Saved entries
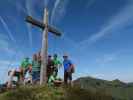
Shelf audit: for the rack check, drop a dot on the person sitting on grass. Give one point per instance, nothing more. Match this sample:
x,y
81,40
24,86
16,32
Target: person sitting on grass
x,y
57,64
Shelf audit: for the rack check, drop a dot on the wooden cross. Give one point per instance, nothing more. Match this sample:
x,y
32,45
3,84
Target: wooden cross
x,y
44,51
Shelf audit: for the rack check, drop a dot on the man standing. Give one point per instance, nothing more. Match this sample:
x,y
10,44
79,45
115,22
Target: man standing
x,y
57,64
35,69
24,66
50,65
68,70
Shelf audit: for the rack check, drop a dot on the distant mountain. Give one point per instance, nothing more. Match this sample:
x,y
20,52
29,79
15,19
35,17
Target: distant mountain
x,y
116,88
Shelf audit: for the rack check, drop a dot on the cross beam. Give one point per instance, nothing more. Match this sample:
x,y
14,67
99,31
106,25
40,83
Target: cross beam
x,y
46,28
39,24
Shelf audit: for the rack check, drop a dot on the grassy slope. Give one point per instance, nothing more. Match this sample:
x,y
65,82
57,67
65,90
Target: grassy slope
x,y
50,93
115,88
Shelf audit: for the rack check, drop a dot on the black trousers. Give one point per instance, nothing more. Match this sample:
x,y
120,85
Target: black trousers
x,y
67,76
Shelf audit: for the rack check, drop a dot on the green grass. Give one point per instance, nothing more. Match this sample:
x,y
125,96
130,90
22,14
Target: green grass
x,y
52,93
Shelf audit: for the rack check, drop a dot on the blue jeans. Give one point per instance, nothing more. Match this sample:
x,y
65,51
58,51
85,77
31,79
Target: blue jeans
x,y
35,75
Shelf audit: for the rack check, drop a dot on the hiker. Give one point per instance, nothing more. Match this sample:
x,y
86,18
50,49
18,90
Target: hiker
x,y
28,76
35,69
24,66
39,58
53,80
10,79
57,64
68,70
50,65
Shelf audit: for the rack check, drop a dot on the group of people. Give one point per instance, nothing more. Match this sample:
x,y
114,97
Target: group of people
x,y
29,70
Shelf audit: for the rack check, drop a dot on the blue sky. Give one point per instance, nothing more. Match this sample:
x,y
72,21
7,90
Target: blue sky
x,y
97,35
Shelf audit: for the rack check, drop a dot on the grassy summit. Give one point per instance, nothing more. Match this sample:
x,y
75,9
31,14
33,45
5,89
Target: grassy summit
x,y
52,93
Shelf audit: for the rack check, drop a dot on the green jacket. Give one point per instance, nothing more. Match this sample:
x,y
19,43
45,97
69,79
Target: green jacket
x,y
56,62
36,66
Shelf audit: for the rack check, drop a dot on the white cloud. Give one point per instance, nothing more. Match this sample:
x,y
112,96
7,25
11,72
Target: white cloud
x,y
118,21
58,11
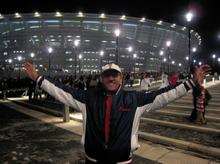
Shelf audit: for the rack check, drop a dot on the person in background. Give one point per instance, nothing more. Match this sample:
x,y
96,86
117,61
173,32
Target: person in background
x,y
173,78
111,115
165,81
145,82
201,97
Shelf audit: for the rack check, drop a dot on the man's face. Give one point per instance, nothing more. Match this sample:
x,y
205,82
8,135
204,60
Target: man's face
x,y
111,80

WORK REQUEST → The output must match the records word for word, except that no pictures appear.

ANSWER SPACE →
Shelf audit: for the rack check, drop a dot on the person sitting on grass. Give one point per instance, nothing more. Match this sample:
x,y
81,40
24,86
16,32
Target: person sitting on grass
x,y
57,64
Shelf audit: for the rack check, drop a dot on the wooden cross. Give one point per instance, nothing more. Match this sample:
x,y
32,45
3,84
Target: wooden cross
x,y
44,51
Shelf audit: for the rack check, drop a dot on the man standing. Give one point per instance, nothing more. Match this sample:
x,y
10,44
79,45
115,22
Target: man standing
x,y
57,64
35,69
24,66
50,65
68,70
Shelf audit: for the rack check, drop a dot on the distant mountain. Give one point per instance, nothing more. Match this sample:
x,y
20,52
29,79
15,19
35,17
Target: distant mountain
x,y
116,88
Shelf audit: for the rack check, drop a dot on the cross beam. Give one point per instance, nothing more. Match this sample:
x,y
14,67
99,31
106,25
40,83
Target: cross beam
x,y
46,28
39,24
Shelf audit: for the rack check, drop a dot on the grassy slope. Give one point per instance, nothing more. Match this sample:
x,y
65,82
57,67
65,90
Target: grassy slope
x,y
50,93
115,88
Shelf audit: for the rack check, drop a dot on the black trousers. Give one point per instance, nothing more. Match this sample:
x,y
120,85
Target: black trousers
x,y
67,76
Shelf audit: for the rack check, drop a dot on the green grass. Give one point per instance, nothing more. Match this sample:
x,y
125,96
130,90
22,14
Target: green grass
x,y
52,93
Shelf audit: for the rack check, drop a dot on the blue jeans. Give one point per instance, nothing more. Match this sample:
x,y
65,51
58,51
85,77
31,79
Target: blue jeans
x,y
35,75
Shelf audit: for the rack check, drop a dot on the hiker. Give one point per instance, nothing more. Match this sample:
x,y
86,18
50,49
18,90
Target: hiker
x,y
28,76
35,69
24,66
39,58
53,80
10,79
57,64
68,70
50,65
Shelf audit: for the rack check, drop a dot on the group of people. Give one point per instance, nothing more. Match this sample:
x,y
114,97
Target: group of people
x,y
29,70
Shelf audit: for the rack check, drop a dot on the blue sky. Give one point per instance, nothing more. Match this sample:
x,y
72,21
7,90
Target: blue sky
x,y
97,35
Shelf audit: for the rack check, drop a dot on the grassy summit. Give one point per instance, nothing more. Match this sample:
x,y
75,9
31,14
33,45
5,89
Target: grassy summit
x,y
52,93
Shelf audit: for the rack check, drop a dot on the green jacket. Give one point per instance, nothing more. Match this sample:
x,y
19,43
45,97
69,79
Target: green jacket
x,y
56,62
36,66
Shelf audit: for the rack check, drop a dot on the white cloud. Give one point per instance, nothing more. Match this sample:
x,y
112,96
7,25
11,72
Target: white cloud
x,y
118,21
58,11
Shelf audit: for the rack check, drop a dot on the person in background. Give one point per instance, nothing more. Match this sample:
x,y
96,86
117,61
173,32
Target: person in background
x,y
173,78
111,115
165,81
145,82
201,97
Shelf audit: for the rack check, drop a dot on the man's face. Give one point per instance, nothing more. Match this sample:
x,y
205,82
8,135
204,60
Target: man's face
x,y
111,80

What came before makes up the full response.